* _Task brief_:
Revise the data from the line with "Task: mark the dark" to the line with "302], [141, 355]]" by replacing "one point per instance" with "a single point per instance" and keeping everything else the same. Give back only those lines.

* _Stored data_:

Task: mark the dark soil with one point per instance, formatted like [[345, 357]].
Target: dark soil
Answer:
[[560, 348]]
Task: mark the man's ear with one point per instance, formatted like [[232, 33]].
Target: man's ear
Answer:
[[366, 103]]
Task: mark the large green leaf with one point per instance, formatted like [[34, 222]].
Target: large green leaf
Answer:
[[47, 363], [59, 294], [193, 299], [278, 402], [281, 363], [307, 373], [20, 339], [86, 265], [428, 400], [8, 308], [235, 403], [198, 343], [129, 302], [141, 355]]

* * *

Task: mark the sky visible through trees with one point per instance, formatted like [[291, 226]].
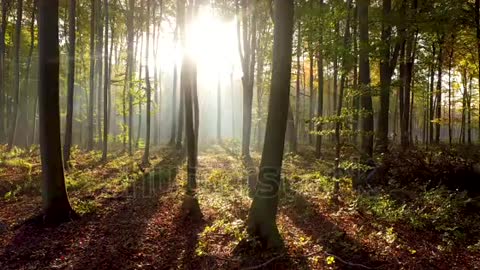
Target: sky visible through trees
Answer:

* _Reply_:
Task: mark the dark soil with a single point per instance, formatted like [[345, 357]].
Target: dark soil
Answer:
[[560, 348]]
Task: mark the man's ear with a single point per instance, formatted like [[232, 33]].
Target: man's ear
Answer:
[[366, 103]]
Task: mark the large green leaf with a single point per instance, formatted like [[34, 222]].
Target: large green leaf
Answer:
[[47, 363], [59, 294], [193, 299], [278, 402], [281, 363], [307, 373], [20, 339], [86, 265], [428, 400], [8, 308], [235, 403], [198, 343], [129, 302], [141, 355]]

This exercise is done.